Conférence à mi-mandat 2025 Résolution: revendications des syndicats pour un élargissement réussi de l’UE
Vingt ans après la plus grande vague d’élargissement de l’UE, des millions de travailleurs attendent toujours la promesse d’un travail décent, de salaires équitables, de droits solides et d’une véritable protection sociale.
Bien que l’élargissement ait apporté la croissance économique, la stabilité politique et l’intégration de nouvelles démocraties dans l’Union, les institutions, les gouvernements et les entreprises de l’UE n’ont pas réussi à assurer la justice sociale pour les citoyens européens, alimentant ainsi la désillusion qui donne de l’oxygène aux forces nationalistes et antidémocratiques à travers le continent.
La CES réaffirme son engagement en faveur de l’objectif d’une Europe unie, mais souligne qu’un nouvel élargissement ne doit pas répéter les erreurs du passé : il doit apporter des améliorations tangibles aux conditions de vie et de travail de tous les travailleurs.

※

| OBJECTIF 1 |
Indiquez si chacune des affirmations suivantes est conforme à la résolution ci-dessus, en répondant par oui ou par non et en citant textuellement les mots décisifs : (a) l'élargissement a apporté la croissance économique ; (b) la CES renonce à l'objectif d'une Europe unie ; (c) la plus grande vague d'élargissement de l'UE remonte à dix ans.

(Entrées de données)
※

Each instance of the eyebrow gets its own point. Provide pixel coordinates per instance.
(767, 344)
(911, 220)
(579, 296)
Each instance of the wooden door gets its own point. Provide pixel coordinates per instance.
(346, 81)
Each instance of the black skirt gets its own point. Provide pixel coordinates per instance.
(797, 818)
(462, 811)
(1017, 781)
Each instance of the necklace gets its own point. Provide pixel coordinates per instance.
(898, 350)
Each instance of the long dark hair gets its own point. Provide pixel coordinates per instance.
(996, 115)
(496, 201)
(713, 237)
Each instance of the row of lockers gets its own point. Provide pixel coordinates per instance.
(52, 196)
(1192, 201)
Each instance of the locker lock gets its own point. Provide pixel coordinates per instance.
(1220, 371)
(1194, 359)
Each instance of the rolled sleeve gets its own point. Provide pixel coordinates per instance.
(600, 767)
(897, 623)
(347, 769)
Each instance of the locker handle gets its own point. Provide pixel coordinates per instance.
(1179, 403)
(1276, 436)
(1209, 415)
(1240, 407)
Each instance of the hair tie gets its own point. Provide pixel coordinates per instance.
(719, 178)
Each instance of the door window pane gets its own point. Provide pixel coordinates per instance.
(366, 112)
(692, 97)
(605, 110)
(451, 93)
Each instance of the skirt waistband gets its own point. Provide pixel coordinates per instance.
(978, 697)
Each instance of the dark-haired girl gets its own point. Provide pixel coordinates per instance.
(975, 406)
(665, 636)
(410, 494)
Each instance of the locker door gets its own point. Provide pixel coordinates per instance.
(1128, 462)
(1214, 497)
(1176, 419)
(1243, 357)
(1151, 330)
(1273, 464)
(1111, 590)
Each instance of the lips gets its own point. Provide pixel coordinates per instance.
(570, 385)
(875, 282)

※

| OBJECTIF 2 |
Mettez sous forme de tableau Markdown les lignes de la liste, depuis la ligne contenant « Each instance of the locker handle » jusqu'à la dernière ligne de la liste, toutes deux incluses. Utilisez une colonne « Numéro » pour le rang de chaque ligne et une colonne « Ligne » pour son texte, en omettant les lignes vides.

| RÉSULTAT 1 |
(a) Oui : « Bien que l’élargissement ait apporté la croissance économique ».
(b) Non : « La CES réaffirme son engagement en faveur de l’objectif d’une Europe unie ».
(c) Non : « Vingt ans après la plus grande vague d’élargissement de l’UE ».

| RÉSULTAT 2 |
| Numéro | Ligne |
|---|---|
| 1 | Each instance of the locker handle gets its own point. Provide pixel coordinates per instance. |
| 2 | (1179, 403) |
| 3 | (1276, 436) |
| 4 | (1209, 415) |
| 5 | (1240, 407) |
| 6 | Each instance of the hair tie gets its own point. Provide pixel coordinates per instance. |
| 7 | (719, 178) |
| 8 | Each instance of the door window pane gets its own point. Provide pixel coordinates per instance. |
| 9 | (366, 112) |
| 10 | (692, 97) |
| 11 | (605, 110) |
| 12 | (451, 93) |
| 13 | Each instance of the skirt waistband gets its own point. Provide pixel coordinates per instance. |
| 14 | (978, 697) |
| 15 | Each instance of the dark-haired girl gets its own point. Provide pixel coordinates per instance. |
| 16 | (975, 406) |
| 17 | (665, 636) |
| 18 | (410, 494) |
| 19 | Each instance of the locker door gets its own point. Provide pixel coordinates per instance. |
| 20 | (1128, 462) |
| 21 | (1214, 497) |
| 22 | (1176, 419) |
| 23 | (1243, 357) |
| 24 | (1151, 330) |
| 25 | (1273, 464) |
| 26 | (1111, 590) |
| 27 | Each instance of the lips gets its own point. Provide pixel coordinates per instance. |
| 28 | (570, 385) |
| 29 | (875, 282) |